## WHAT IS NEEDED
Recast the data below as a Markdown table with the columns Row and Line, one row per line and blank lines left out.

## ITEMS

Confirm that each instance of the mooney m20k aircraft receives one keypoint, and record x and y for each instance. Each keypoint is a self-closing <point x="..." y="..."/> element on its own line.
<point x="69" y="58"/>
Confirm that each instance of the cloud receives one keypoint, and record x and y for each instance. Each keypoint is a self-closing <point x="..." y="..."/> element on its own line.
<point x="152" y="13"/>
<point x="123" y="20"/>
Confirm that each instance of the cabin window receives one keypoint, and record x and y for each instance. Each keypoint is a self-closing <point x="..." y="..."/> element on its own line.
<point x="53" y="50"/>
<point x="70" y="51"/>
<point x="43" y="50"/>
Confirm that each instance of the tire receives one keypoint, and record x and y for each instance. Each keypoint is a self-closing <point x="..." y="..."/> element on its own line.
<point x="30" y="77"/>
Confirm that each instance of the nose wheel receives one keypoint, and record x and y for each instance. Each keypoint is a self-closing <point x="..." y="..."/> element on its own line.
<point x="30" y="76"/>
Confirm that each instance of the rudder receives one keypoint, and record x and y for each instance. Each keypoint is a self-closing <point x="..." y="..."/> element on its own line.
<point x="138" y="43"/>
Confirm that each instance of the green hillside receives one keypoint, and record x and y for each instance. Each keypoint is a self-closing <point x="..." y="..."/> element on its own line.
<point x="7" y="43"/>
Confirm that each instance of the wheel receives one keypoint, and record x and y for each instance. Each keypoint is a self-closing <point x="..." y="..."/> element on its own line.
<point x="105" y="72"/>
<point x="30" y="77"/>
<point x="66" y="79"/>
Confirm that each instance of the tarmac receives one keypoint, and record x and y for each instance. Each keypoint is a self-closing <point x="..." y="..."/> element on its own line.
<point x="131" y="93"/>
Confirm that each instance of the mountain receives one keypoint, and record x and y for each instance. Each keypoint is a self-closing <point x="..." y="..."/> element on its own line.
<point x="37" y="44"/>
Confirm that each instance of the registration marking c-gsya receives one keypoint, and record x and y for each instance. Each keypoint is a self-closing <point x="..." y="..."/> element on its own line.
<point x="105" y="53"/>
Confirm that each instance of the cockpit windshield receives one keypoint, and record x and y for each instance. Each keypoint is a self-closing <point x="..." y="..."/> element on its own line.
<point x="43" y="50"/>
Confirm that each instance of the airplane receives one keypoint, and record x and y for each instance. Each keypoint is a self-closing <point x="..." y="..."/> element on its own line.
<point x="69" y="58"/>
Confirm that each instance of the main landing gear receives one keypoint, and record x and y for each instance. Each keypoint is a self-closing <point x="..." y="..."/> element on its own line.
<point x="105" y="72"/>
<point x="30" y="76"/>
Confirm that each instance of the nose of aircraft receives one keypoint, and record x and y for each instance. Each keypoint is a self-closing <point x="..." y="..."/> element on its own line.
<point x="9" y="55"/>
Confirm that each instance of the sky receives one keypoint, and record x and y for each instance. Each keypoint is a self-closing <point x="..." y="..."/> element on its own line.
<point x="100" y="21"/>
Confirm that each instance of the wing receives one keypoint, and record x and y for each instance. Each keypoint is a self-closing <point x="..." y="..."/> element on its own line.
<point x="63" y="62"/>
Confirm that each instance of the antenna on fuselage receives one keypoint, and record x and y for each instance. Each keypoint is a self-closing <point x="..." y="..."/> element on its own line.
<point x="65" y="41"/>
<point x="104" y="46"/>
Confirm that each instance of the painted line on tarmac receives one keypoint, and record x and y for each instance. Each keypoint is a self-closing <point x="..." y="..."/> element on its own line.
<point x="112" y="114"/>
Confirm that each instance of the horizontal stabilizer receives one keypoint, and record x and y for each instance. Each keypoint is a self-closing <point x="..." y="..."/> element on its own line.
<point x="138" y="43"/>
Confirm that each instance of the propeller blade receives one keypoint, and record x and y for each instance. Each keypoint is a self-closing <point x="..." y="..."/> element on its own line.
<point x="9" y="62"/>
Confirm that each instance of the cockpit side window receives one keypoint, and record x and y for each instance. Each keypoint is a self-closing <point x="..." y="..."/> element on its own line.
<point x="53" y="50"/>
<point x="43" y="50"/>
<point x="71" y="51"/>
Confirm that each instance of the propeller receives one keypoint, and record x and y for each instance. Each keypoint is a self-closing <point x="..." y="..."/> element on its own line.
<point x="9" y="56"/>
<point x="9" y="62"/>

## EXERCISE OUTPUT
| Row | Line |
|---|---|
| 1 | Confirm that each instance of the mooney m20k aircraft receives one keypoint, and record x and y for each instance. Each keypoint is a self-closing <point x="..." y="..."/> element on its own line. |
| 2 | <point x="69" y="58"/> |
| 3 | Confirm that each instance of the cloud receives one keypoint, and record x and y for each instance. Each keypoint is a self-closing <point x="..." y="..."/> element on its own line. |
| 4 | <point x="152" y="13"/> |
| 5 | <point x="123" y="20"/> |
| 6 | Confirm that each instance of the cabin window receives one keypoint, and record x and y for each instance. Each keypoint is a self-closing <point x="..." y="..."/> element on its own line. |
| 7 | <point x="53" y="50"/> |
| 8 | <point x="70" y="51"/> |
| 9 | <point x="43" y="50"/> |
| 10 | Confirm that each instance of the tire receives one keypoint, and record x and y for each instance. Each keypoint is a self-closing <point x="..." y="..."/> element on its own line. |
| 11 | <point x="30" y="77"/> |
| 12 | Confirm that each instance of the nose wheel receives one keypoint, and record x and y for each instance. Each keypoint is a self-closing <point x="..." y="..."/> element on its own line. |
| 13 | <point x="30" y="76"/> |
| 14 | Confirm that each instance of the rudder receives one keypoint, and record x and y for each instance. Each keypoint is a self-closing <point x="..." y="..."/> element on its own line. |
| 15 | <point x="138" y="43"/> |
| 16 | Confirm that each instance of the green hillside receives one keypoint, and record x and y for each instance. Each keypoint is a self-closing <point x="..." y="..."/> element on its own line. |
| 17 | <point x="7" y="43"/> |
| 18 | Confirm that each instance of the wheel receives one keypoint, and record x and y for each instance. Each keypoint is a self-closing <point x="..." y="..."/> element on its own line. |
| 19 | <point x="105" y="72"/> |
| 20 | <point x="30" y="77"/> |
| 21 | <point x="66" y="79"/> |
| 22 | Confirm that each instance of the tarmac receives one keypoint, and record x and y for each instance. Each keypoint is a self-closing <point x="..." y="..."/> element on its own line. |
| 23 | <point x="131" y="93"/> |
| 24 | Confirm that each instance of the mountain receives one keypoint, and record x and y for each instance. Each keypoint is a self-closing <point x="..." y="..."/> element on its own line. |
| 25 | <point x="37" y="44"/> |
| 26 | Confirm that each instance of the registration marking c-gsya receives one keypoint, and record x and y for each instance. Each keypoint is a self-closing <point x="..." y="..."/> element on its own line. |
| 27 | <point x="105" y="53"/> |
| 28 | Confirm that each instance of the cockpit windshield receives one keypoint, and record x and y for each instance. Each keypoint is a self-closing <point x="..." y="..."/> element on its own line. |
| 29 | <point x="43" y="50"/> |
| 30 | Confirm that each instance of the airplane receives one keypoint, and record x and y for each instance. Each keypoint is a self-closing <point x="..." y="..."/> element on its own line. |
| 31 | <point x="69" y="58"/> |
| 32 | Confirm that each instance of the main landing gear receives one keypoint, and record x and y for each instance. Each keypoint is a self-closing <point x="..." y="..."/> element on its own line. |
| 33 | <point x="105" y="72"/> |
| 34 | <point x="30" y="76"/> |
| 35 | Confirm that each instance of the nose of aircraft receives one keypoint, and record x and y for each instance. Each keypoint is a self-closing <point x="..." y="..."/> element on its own line. |
| 36 | <point x="9" y="55"/> |
| 37 | Confirm that each instance of the sky receives one keypoint, and record x and y for each instance. Each keypoint is a self-closing <point x="..." y="..."/> element on its own line. |
| 38 | <point x="100" y="21"/> |
| 39 | Confirm that each instance of the wing receives one keypoint, and record x and y for each instance. Each keypoint is a self-closing <point x="..." y="..."/> element on its own line. |
| 40 | <point x="63" y="62"/> |
| 41 | Confirm that each instance of the antenna on fuselage receives one keypoint, and record x and y for each instance. Each keypoint is a self-closing <point x="..." y="..."/> element on its own line. |
| 42 | <point x="65" y="41"/> |
| 43 | <point x="104" y="46"/> |
| 44 | Confirm that each instance of the painted line on tarmac receives one keypoint, and record x and y for each instance. Each keypoint is a self-closing <point x="..." y="..."/> element on its own line. |
| 45 | <point x="112" y="114"/> |
| 46 | Confirm that each instance of the horizontal stabilizer receives one keypoint, and record x and y for each instance. Each keypoint is a self-closing <point x="..." y="..."/> element on its own line. |
| 47 | <point x="138" y="43"/> |
| 48 | Confirm that each instance of the propeller blade receives one keypoint, and record x and y for each instance. Each keypoint is a self-closing <point x="..." y="..."/> element on its own line. |
| 49 | <point x="9" y="62"/> |
| 50 | Confirm that each instance of the cockpit side window receives one keypoint, and record x and y for each instance. Each keypoint is a self-closing <point x="..." y="..."/> element on its own line. |
| 51 | <point x="53" y="50"/> |
| 52 | <point x="43" y="50"/> |
| 53 | <point x="71" y="51"/> |
| 54 | Confirm that each instance of the propeller receives one keypoint, and record x and y for each instance. Each keypoint is a self-closing <point x="..." y="..."/> element on its own line. |
| 55 | <point x="9" y="56"/> |
| 56 | <point x="9" y="62"/> |